● **Document extract**:
-------------------------

[CWB] charset question

Wed Aug 1 08:38:29 CEST 2007

Hi,

I think that here the problem is with mixing the utf8 encoding in the
interface which doesn't get into iso-8859-5 in your interface.  If your
corpus is encoded in utf8 and you do utf8::decode for every result
returned by CQP, everything works fine, have a look:
http://corpus.leeds.ac.uk/ruscorpora.html

the interface script is available in open-source from http://csar.sf.net

Best,
Serge

On Wed, 2007-08-01 at 07:23 +0200, Dieter Schicker wrote:
> Hi again,
> 
> I got another question concerning charset issues. We have a russian
> corpus encoded in iso-8859-5 and a small web interface with
> 
> <form accept-charset="utf-8" enctype="application/x-www-form-urlencoded" ...
> 
> 
> that sends queries to the cqp. On the server side we use the perl
> modules provided by the cwb distribution. The main problem is that
> whatever query I send to the cqp it doesn't find anything.
> 
> Here's an example of a query: "они", which - in perl syntax - looks like
> "\x{043E}\x{043D}\x{0438}" => no results.
> 
> So, my question is: How do I have to encode/transform the query string
> so that cqp "understands" it? Maybe someone can point me in the right
> direction.
> 
> Btw: We also have several corpora encoded in iso-8859-2, where I managed
> to get results by applying a (ugly) hard-coded conversion table which
> maps "\x{xxxx}" notation to octal representation. Of course I could do
> that for the iso-8859-5 corpus, too, but I'm looking for a more
> "universal" solution.
> 
> Many thanks in advance
> Dieter
>

-------------------------

● **Work instructions**:
Copy the charset thread starting with "On Wed, 2007-08-01" and going on through "doesn't find anything.", and substitute "Python" for each "perl".

(Location identification listing)
-------------------------

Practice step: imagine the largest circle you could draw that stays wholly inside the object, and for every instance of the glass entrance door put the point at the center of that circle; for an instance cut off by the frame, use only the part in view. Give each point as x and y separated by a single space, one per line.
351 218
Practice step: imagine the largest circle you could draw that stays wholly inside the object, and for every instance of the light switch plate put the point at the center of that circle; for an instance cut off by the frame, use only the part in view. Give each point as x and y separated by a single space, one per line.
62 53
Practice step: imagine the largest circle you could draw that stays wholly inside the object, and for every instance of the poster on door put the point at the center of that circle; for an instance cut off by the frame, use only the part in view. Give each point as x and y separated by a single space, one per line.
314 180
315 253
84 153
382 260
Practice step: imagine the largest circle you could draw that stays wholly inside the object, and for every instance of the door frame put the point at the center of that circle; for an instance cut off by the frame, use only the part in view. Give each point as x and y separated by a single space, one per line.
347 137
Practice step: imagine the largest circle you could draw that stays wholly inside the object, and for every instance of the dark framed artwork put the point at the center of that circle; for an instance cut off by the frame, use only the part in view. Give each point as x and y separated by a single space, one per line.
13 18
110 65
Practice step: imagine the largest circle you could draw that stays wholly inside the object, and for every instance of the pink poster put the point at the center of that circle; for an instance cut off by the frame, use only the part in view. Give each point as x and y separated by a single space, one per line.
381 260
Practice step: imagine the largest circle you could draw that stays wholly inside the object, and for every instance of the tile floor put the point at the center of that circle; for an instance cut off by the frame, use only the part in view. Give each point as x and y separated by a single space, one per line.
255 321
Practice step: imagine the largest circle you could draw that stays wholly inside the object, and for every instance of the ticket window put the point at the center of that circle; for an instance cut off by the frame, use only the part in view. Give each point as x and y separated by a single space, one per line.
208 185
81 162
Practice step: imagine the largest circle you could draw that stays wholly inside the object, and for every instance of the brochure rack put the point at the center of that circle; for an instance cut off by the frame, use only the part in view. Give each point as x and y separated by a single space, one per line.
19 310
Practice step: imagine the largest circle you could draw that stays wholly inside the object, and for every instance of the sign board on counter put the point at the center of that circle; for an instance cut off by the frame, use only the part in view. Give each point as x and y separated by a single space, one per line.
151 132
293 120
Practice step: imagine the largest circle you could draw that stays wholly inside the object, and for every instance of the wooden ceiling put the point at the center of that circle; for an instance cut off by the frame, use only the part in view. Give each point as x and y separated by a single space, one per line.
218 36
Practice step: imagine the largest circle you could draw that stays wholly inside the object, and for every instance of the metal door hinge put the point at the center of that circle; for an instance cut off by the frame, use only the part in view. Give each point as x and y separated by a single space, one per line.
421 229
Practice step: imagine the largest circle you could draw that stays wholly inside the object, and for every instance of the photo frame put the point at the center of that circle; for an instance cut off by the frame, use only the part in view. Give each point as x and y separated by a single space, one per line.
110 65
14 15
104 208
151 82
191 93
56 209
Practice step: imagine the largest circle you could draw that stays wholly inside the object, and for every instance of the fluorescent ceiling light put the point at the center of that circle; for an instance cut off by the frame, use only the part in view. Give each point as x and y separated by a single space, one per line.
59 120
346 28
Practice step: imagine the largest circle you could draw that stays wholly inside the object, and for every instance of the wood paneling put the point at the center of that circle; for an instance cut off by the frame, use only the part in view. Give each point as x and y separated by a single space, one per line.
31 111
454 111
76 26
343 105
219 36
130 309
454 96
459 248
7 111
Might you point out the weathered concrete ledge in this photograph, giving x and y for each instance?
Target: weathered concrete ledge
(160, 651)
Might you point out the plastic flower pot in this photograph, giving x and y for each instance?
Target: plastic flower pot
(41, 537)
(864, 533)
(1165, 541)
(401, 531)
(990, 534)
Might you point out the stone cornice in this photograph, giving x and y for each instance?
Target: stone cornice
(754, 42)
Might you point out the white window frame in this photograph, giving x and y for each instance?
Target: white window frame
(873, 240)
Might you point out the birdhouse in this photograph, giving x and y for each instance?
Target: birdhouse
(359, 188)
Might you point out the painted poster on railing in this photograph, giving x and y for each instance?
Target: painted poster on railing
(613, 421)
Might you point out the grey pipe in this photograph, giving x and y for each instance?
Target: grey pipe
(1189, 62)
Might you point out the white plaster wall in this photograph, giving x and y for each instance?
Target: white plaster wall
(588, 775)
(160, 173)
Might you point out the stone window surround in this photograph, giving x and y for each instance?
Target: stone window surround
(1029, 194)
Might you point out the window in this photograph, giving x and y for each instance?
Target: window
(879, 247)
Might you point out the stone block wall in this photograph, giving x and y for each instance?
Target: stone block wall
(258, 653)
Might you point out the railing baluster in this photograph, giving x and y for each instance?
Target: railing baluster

-------------------------

● **Task response**:
On Wed, 2007-08-01 at 07:23 +0200, Dieter Schicker wrote:
> Hi again,
> 
> I got another question concerning charset issues. We have a russian
> corpus encoded in iso-8859-5 and a small web interface with
> 
> <form accept-charset="utf-8" enctype="application/x-www-form-urlencoded" ...
> 
> 
> that sends queries to the cqp. On the server side we use the Python
> modules provided by the cwb distribution. The main problem is that
> whatever query I send to the cqp it doesn't find anything.